● **GOAL**
Could you edit the items from the line with "I need to find the recessed" to the line with "top-left (454, 286), bottom-right (573, 320)" so that "undermount sink" becomes "drop-in sink" and nothing else changes? Return only those lines.

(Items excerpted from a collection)
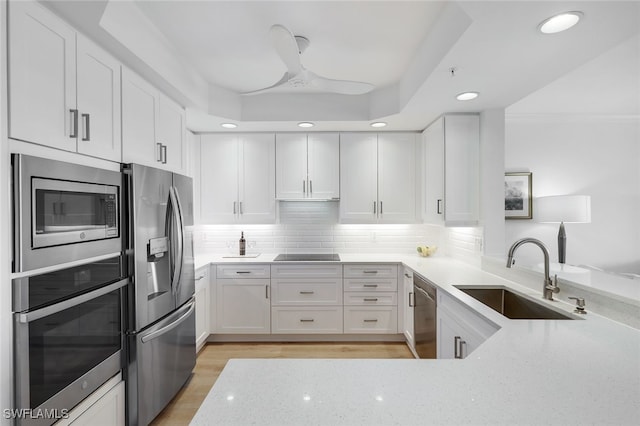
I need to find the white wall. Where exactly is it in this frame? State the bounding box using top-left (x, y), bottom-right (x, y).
top-left (505, 114), bottom-right (640, 273)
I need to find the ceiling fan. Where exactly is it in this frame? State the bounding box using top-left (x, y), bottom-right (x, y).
top-left (242, 24), bottom-right (373, 95)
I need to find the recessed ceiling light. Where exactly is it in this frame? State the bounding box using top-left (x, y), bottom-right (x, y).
top-left (538, 11), bottom-right (583, 34)
top-left (456, 92), bottom-right (480, 101)
top-left (370, 121), bottom-right (387, 127)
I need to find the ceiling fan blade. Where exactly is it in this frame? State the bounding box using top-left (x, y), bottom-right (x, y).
top-left (311, 74), bottom-right (373, 95)
top-left (240, 72), bottom-right (289, 95)
top-left (269, 24), bottom-right (302, 76)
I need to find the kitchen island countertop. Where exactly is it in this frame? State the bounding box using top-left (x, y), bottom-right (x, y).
top-left (192, 255), bottom-right (640, 425)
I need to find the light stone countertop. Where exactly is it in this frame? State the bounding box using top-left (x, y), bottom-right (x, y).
top-left (191, 254), bottom-right (640, 425)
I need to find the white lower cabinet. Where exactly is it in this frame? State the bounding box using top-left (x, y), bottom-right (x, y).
top-left (402, 268), bottom-right (416, 350)
top-left (216, 264), bottom-right (271, 334)
top-left (344, 264), bottom-right (398, 334)
top-left (56, 374), bottom-right (125, 426)
top-left (195, 264), bottom-right (211, 352)
top-left (271, 264), bottom-right (343, 334)
top-left (437, 291), bottom-right (499, 359)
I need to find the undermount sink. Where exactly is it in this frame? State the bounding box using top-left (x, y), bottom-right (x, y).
top-left (454, 286), bottom-right (573, 320)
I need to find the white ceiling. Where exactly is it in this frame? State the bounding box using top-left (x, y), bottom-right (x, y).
top-left (43, 0), bottom-right (640, 131)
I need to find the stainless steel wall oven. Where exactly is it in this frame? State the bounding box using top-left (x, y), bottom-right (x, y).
top-left (11, 154), bottom-right (122, 272)
top-left (12, 255), bottom-right (129, 425)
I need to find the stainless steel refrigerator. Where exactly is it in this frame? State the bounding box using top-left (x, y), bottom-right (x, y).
top-left (123, 164), bottom-right (196, 425)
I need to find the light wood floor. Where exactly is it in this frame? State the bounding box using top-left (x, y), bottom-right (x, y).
top-left (151, 343), bottom-right (413, 426)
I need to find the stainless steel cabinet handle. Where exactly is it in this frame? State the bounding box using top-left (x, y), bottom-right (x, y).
top-left (69, 109), bottom-right (78, 139)
top-left (82, 114), bottom-right (91, 141)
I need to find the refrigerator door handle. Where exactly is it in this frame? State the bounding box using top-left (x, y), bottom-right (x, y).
top-left (140, 298), bottom-right (196, 343)
top-left (169, 186), bottom-right (184, 295)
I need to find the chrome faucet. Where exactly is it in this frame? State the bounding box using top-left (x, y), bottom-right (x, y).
top-left (507, 238), bottom-right (560, 300)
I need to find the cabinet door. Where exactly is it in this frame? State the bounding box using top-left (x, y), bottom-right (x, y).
top-left (307, 133), bottom-right (340, 199)
top-left (156, 94), bottom-right (185, 173)
top-left (444, 115), bottom-right (480, 225)
top-left (238, 133), bottom-right (276, 223)
top-left (378, 133), bottom-right (416, 223)
top-left (200, 135), bottom-right (238, 223)
top-left (340, 133), bottom-right (378, 223)
top-left (276, 133), bottom-right (308, 200)
top-left (77, 34), bottom-right (122, 162)
top-left (402, 268), bottom-right (416, 349)
top-left (216, 279), bottom-right (271, 334)
top-left (8, 1), bottom-right (77, 151)
top-left (422, 117), bottom-right (445, 224)
top-left (122, 67), bottom-right (162, 167)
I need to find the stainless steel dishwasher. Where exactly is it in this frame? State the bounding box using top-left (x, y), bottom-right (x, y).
top-left (413, 274), bottom-right (437, 359)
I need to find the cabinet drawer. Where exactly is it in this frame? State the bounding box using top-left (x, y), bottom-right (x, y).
top-left (344, 306), bottom-right (398, 333)
top-left (344, 278), bottom-right (398, 291)
top-left (344, 291), bottom-right (398, 306)
top-left (216, 264), bottom-right (271, 278)
top-left (271, 306), bottom-right (342, 334)
top-left (271, 278), bottom-right (342, 306)
top-left (344, 263), bottom-right (398, 279)
top-left (271, 264), bottom-right (342, 278)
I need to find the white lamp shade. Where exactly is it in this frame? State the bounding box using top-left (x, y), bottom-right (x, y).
top-left (536, 195), bottom-right (591, 223)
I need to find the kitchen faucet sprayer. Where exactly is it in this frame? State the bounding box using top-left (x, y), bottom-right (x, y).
top-left (507, 238), bottom-right (560, 300)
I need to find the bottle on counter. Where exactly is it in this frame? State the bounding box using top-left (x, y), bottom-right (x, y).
top-left (239, 232), bottom-right (247, 256)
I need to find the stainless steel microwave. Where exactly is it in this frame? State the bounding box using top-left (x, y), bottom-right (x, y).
top-left (12, 154), bottom-right (123, 272)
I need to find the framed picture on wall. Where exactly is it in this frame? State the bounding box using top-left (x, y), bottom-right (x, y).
top-left (504, 172), bottom-right (533, 219)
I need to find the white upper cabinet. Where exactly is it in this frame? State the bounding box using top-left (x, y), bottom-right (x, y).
top-left (422, 114), bottom-right (480, 226)
top-left (340, 133), bottom-right (416, 223)
top-left (122, 67), bottom-right (186, 172)
top-left (199, 133), bottom-right (275, 224)
top-left (276, 133), bottom-right (340, 200)
top-left (8, 1), bottom-right (121, 161)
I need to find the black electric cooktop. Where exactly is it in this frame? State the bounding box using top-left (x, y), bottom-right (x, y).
top-left (273, 253), bottom-right (340, 262)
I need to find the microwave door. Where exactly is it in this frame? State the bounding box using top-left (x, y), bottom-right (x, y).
top-left (129, 164), bottom-right (175, 331)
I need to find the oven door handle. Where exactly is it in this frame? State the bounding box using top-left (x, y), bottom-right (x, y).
top-left (18, 278), bottom-right (129, 324)
top-left (169, 186), bottom-right (184, 296)
top-left (140, 298), bottom-right (196, 343)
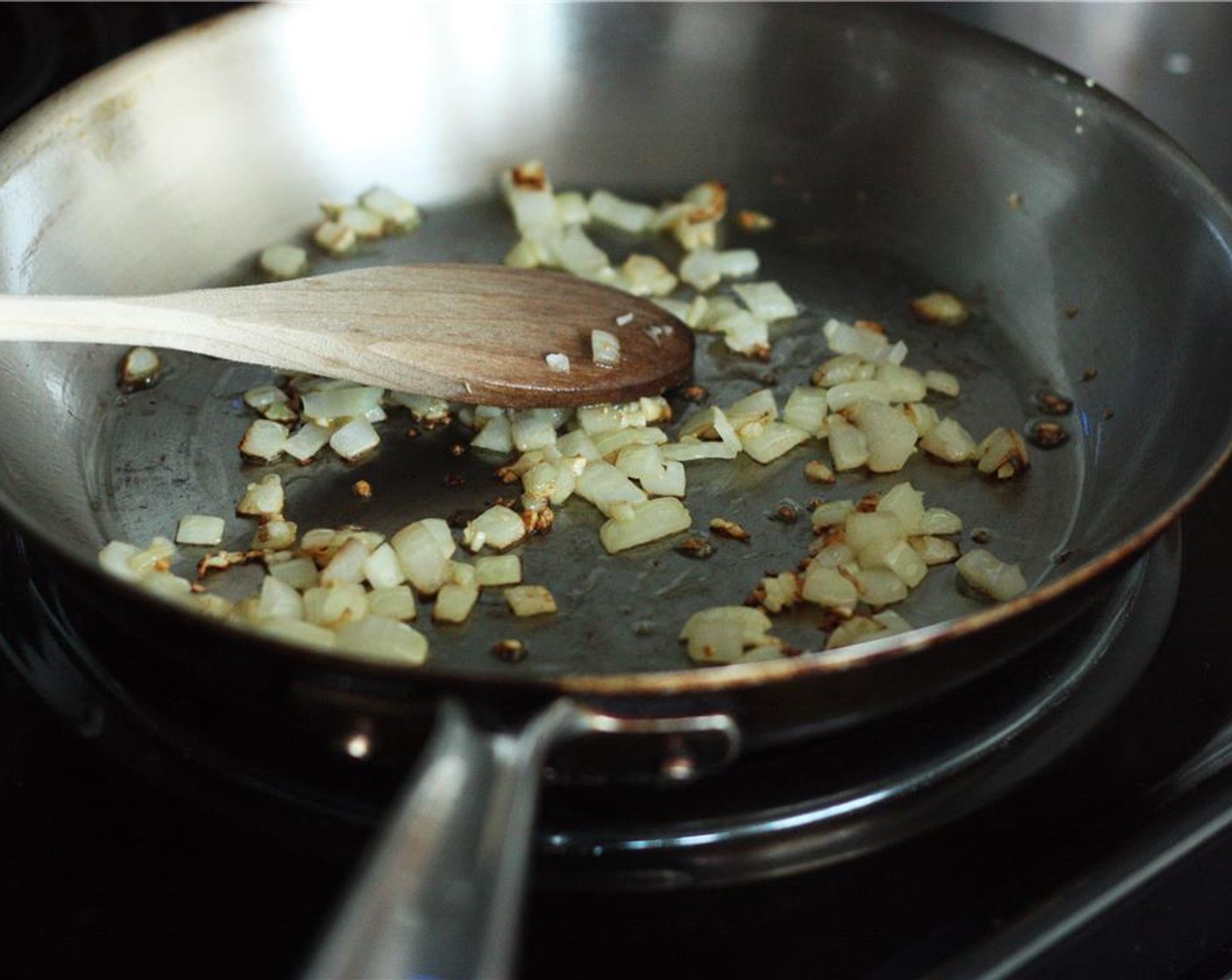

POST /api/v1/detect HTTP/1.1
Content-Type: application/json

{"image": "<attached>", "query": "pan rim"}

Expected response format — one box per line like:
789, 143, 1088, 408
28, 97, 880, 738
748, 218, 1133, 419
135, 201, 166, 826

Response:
0, 5, 1232, 696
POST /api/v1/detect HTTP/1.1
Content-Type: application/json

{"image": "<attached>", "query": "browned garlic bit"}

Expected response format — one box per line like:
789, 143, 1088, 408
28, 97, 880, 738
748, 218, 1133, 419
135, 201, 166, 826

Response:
912, 292, 970, 326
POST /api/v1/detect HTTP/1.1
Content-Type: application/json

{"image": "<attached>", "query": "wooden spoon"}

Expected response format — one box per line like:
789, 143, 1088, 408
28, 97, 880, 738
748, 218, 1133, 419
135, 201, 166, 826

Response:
0, 263, 692, 408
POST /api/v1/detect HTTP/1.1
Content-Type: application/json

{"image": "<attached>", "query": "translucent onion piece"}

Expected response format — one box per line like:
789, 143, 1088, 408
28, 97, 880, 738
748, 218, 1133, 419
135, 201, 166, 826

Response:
175, 514, 227, 545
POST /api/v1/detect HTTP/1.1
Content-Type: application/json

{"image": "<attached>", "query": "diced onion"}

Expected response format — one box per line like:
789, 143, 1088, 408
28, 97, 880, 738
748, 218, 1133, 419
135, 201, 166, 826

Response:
955, 549, 1026, 600
462, 504, 526, 551
505, 585, 556, 618
175, 514, 227, 545
239, 419, 287, 462
590, 329, 620, 368
598, 497, 692, 554
257, 244, 308, 278
334, 615, 428, 667
732, 283, 800, 323
329, 418, 381, 462
432, 582, 480, 622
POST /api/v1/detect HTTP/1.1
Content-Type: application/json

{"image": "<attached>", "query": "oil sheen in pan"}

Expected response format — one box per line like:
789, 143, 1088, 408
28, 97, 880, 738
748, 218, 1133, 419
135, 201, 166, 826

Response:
93, 191, 1083, 673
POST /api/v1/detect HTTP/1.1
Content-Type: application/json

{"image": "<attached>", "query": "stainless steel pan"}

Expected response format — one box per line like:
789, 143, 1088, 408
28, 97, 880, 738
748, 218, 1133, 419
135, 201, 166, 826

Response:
0, 5, 1232, 974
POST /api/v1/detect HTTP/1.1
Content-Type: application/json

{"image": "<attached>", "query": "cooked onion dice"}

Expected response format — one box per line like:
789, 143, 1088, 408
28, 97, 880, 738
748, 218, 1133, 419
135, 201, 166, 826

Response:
256, 576, 304, 619
120, 347, 163, 388
782, 387, 830, 435
474, 555, 522, 587
920, 418, 976, 464
955, 549, 1026, 600
329, 418, 381, 462
251, 516, 299, 552
851, 568, 906, 606
924, 370, 962, 398
590, 331, 620, 368
235, 473, 286, 521
312, 220, 359, 256
851, 402, 919, 473
362, 542, 407, 589
175, 514, 227, 545
505, 585, 556, 616
740, 422, 808, 464
588, 190, 658, 234
239, 419, 287, 462
680, 606, 774, 663
432, 582, 480, 622
284, 422, 332, 462
334, 615, 428, 667
360, 186, 422, 232
732, 283, 800, 323
462, 504, 526, 551
368, 585, 417, 621
257, 245, 308, 278
801, 561, 860, 616
598, 497, 692, 554
389, 521, 453, 595
304, 582, 368, 628
825, 416, 869, 473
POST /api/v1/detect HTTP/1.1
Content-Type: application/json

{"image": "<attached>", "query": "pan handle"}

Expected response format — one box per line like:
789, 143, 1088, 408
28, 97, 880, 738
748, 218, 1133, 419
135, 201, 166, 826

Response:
298, 699, 592, 980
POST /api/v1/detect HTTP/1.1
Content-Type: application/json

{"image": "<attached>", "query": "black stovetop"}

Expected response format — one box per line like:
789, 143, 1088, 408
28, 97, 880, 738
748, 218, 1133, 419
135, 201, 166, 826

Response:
7, 4, 1232, 980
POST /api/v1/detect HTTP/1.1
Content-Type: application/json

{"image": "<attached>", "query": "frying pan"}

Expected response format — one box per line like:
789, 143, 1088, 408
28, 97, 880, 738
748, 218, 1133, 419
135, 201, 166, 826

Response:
0, 5, 1232, 975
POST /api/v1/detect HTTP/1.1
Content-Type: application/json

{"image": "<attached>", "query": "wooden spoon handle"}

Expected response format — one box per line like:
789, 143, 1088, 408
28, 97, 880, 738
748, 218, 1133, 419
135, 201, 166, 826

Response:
0, 265, 692, 407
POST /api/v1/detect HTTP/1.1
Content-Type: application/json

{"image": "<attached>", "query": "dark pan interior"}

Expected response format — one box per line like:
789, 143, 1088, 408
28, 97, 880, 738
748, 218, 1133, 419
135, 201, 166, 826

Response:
0, 5, 1232, 676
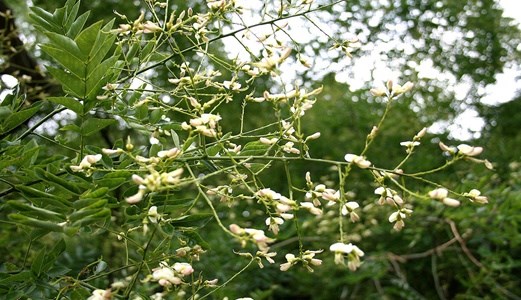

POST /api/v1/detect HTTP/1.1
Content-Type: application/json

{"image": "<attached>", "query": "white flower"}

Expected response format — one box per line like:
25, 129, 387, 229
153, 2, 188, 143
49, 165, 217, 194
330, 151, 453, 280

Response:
317, 189, 340, 202
266, 217, 284, 235
223, 80, 241, 91
280, 253, 298, 272
438, 142, 456, 154
300, 202, 322, 216
142, 21, 163, 33
87, 289, 112, 300
400, 141, 420, 148
282, 142, 300, 154
259, 137, 278, 145
329, 243, 364, 271
101, 148, 123, 155
71, 154, 102, 172
456, 144, 483, 156
463, 189, 488, 204
305, 132, 320, 142
173, 262, 194, 276
429, 188, 449, 200
125, 185, 147, 204
390, 81, 414, 96
255, 188, 281, 200
370, 88, 387, 97
414, 127, 427, 140
157, 148, 181, 158
152, 262, 181, 286
341, 201, 360, 223
442, 197, 460, 207
147, 205, 161, 223
344, 154, 371, 169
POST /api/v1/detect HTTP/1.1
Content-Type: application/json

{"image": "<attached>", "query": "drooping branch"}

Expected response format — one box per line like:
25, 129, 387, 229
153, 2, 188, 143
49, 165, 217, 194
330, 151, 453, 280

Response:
0, 0, 55, 101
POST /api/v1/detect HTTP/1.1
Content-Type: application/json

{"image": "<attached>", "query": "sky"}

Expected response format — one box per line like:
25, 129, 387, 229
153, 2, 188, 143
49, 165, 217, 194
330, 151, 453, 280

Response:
4, 0, 521, 140
228, 0, 521, 140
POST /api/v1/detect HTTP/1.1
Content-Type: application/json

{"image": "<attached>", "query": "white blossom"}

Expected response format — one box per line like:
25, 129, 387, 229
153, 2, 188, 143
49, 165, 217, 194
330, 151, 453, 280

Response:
344, 153, 371, 169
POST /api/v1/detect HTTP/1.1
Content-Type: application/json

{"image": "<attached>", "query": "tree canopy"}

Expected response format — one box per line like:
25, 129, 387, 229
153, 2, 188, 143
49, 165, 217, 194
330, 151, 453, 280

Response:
0, 0, 521, 299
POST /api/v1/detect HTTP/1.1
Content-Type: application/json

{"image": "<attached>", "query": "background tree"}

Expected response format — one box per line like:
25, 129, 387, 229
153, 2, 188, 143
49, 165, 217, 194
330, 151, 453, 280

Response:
0, 1, 519, 299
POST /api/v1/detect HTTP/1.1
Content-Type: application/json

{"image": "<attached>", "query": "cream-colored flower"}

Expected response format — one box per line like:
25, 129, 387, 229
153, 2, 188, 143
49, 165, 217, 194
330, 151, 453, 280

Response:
441, 197, 461, 207
87, 289, 112, 300
456, 144, 483, 156
429, 188, 449, 200
280, 253, 299, 272
463, 189, 488, 204
344, 153, 371, 169
329, 243, 364, 271
300, 202, 322, 216
152, 262, 181, 286
172, 262, 194, 277
147, 205, 161, 223
125, 185, 147, 204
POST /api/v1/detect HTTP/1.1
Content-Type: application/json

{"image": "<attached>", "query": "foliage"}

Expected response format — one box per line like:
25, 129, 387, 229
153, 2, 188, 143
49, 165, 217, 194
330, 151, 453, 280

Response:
0, 0, 520, 299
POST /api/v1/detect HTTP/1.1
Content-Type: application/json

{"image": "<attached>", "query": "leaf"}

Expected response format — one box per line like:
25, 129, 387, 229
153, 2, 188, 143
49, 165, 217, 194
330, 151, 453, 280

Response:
47, 266, 72, 278
45, 32, 84, 61
170, 129, 181, 149
181, 230, 210, 249
85, 56, 118, 100
15, 184, 59, 199
67, 10, 90, 39
241, 141, 270, 156
7, 200, 65, 222
47, 97, 83, 115
169, 214, 213, 227
62, 0, 80, 29
34, 167, 81, 195
80, 118, 117, 136
47, 66, 85, 99
89, 19, 116, 66
40, 44, 85, 78
94, 260, 109, 275
0, 270, 33, 285
74, 21, 103, 59
7, 214, 63, 232
60, 124, 81, 133
0, 102, 42, 134
29, 6, 60, 32
73, 208, 111, 227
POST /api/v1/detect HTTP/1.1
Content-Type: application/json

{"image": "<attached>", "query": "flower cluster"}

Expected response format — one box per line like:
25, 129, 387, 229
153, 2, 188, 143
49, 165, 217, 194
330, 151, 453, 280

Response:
429, 188, 460, 207
344, 153, 371, 169
439, 142, 483, 157
230, 224, 275, 252
255, 188, 297, 234
301, 172, 360, 222
329, 242, 364, 271
148, 261, 194, 287
371, 80, 414, 98
70, 154, 101, 175
280, 250, 322, 272
463, 189, 488, 204
181, 114, 221, 137
389, 207, 412, 231
125, 168, 183, 204
87, 289, 112, 300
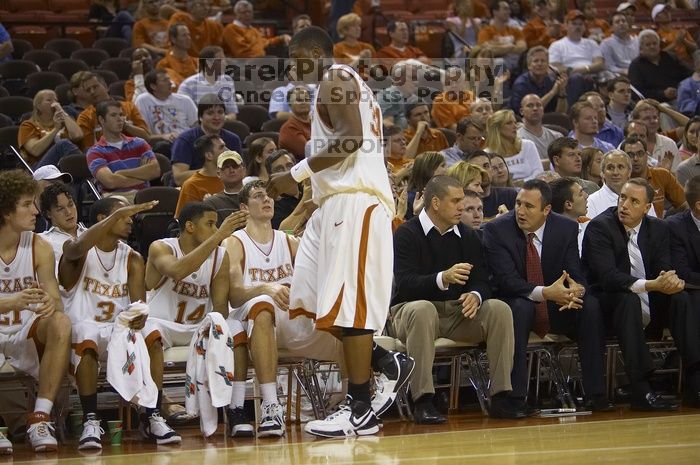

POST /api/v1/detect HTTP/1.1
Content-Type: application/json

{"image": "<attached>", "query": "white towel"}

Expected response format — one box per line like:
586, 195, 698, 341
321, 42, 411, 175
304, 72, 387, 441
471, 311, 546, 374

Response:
107, 301, 158, 408
185, 312, 233, 437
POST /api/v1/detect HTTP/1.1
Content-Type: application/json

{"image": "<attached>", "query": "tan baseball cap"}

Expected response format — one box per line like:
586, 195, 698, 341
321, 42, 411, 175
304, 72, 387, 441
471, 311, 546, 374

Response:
216, 150, 243, 168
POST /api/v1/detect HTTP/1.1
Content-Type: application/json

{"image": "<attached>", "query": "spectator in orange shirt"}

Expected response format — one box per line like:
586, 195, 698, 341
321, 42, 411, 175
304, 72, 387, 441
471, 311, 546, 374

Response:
131, 0, 169, 55
578, 0, 610, 43
430, 68, 474, 131
333, 13, 376, 69
523, 0, 564, 48
223, 0, 291, 58
156, 23, 199, 87
651, 4, 698, 64
175, 134, 227, 216
77, 72, 150, 150
377, 21, 430, 68
279, 86, 311, 161
404, 102, 450, 154
169, 0, 223, 56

● **REPLY TO THE EXERCISE**
I need to find the recessed ceiling light. Where exactly is it in this frame? State the bounding box using top-left (x, y), bottom-right (x, y).
top-left (538, 11), bottom-right (583, 34)
top-left (456, 92), bottom-right (480, 101)
top-left (370, 121), bottom-right (387, 127)
I need to find the ceiling fan blade. Where exactly is it in this frame? State the bounding box using top-left (x, y), bottom-right (x, y).
top-left (311, 74), bottom-right (373, 95)
top-left (240, 72), bottom-right (289, 95)
top-left (269, 24), bottom-right (302, 76)
I need to find the kitchen island countertop. Where exactly is it in this frame? State the bounding box using top-left (x, y), bottom-right (x, y).
top-left (192, 255), bottom-right (640, 425)
I need to find the light stone countertop. Where exactly is it in this frame? State the bounding box using top-left (x, y), bottom-right (x, y).
top-left (191, 254), bottom-right (640, 425)
I need to find the white lower cabinet. Where exactly is it in this frame? State the bounding box using top-left (x, y), bottom-right (x, y).
top-left (402, 268), bottom-right (416, 350)
top-left (216, 264), bottom-right (271, 334)
top-left (344, 264), bottom-right (398, 334)
top-left (56, 374), bottom-right (125, 426)
top-left (195, 264), bottom-right (211, 352)
top-left (271, 264), bottom-right (343, 334)
top-left (437, 291), bottom-right (499, 359)
I need to find the drop-in sink. Where exactly is it in this frame? State the bounding box using top-left (x, y), bottom-right (x, y).
top-left (454, 286), bottom-right (573, 320)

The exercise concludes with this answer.